[Data drawn from a collection]
=======
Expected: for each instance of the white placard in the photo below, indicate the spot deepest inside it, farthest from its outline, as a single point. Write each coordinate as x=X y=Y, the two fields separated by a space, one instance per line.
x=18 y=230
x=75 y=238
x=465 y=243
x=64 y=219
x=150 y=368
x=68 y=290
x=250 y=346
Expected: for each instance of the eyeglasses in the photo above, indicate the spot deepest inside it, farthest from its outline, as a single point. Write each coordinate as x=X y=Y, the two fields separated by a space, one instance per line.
=======
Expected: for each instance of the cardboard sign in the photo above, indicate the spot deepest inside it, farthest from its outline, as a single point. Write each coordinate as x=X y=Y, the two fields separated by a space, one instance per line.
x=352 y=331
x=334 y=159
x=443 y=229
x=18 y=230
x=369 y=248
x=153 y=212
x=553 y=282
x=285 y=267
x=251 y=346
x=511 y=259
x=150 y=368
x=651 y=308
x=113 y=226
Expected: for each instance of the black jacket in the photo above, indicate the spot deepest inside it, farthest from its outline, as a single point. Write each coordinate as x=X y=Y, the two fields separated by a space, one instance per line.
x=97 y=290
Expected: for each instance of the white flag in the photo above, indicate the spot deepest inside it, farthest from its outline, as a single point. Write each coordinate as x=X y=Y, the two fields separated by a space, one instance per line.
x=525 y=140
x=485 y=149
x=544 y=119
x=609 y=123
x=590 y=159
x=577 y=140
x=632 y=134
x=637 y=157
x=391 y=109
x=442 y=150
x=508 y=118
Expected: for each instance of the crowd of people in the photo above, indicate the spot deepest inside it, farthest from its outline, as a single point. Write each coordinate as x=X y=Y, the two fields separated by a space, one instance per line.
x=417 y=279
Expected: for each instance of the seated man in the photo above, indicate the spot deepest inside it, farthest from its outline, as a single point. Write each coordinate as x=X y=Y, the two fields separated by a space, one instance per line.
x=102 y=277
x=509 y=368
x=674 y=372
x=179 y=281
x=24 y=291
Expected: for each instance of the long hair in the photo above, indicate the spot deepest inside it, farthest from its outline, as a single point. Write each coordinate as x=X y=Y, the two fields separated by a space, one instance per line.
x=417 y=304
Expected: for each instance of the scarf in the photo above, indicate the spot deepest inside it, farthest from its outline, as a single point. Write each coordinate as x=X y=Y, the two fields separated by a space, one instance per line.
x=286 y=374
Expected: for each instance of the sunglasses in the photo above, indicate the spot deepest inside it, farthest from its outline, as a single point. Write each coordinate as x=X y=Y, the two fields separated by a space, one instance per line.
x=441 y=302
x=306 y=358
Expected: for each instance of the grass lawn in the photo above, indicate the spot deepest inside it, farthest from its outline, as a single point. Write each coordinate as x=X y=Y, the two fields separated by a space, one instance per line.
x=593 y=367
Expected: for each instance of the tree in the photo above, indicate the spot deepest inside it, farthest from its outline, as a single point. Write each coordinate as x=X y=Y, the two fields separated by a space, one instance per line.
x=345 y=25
=======
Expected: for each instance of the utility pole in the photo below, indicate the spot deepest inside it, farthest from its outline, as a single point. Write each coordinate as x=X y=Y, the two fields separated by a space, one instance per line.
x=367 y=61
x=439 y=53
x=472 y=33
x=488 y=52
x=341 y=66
=======
▸ **INSTRUCTIONS TO FOLLOW**: In the entries above, find each line that contains the word "below" and copy every such line.

▸ **TASK ANSWER**:
Expected: for each instance of the white placard in the photo below, indicate the spot deepest inside it, farthest from its outline, as a single point. Write each coordinate as x=X y=Y, the two fields separated by a space, one instance per line.
Expected: for each instance of the utility pole in the photo below, indicate the spot deepest inside it, farthest from its outline, as a single point. Write each coordinate as x=X y=Y, the two fields separated by a space, one instance per line.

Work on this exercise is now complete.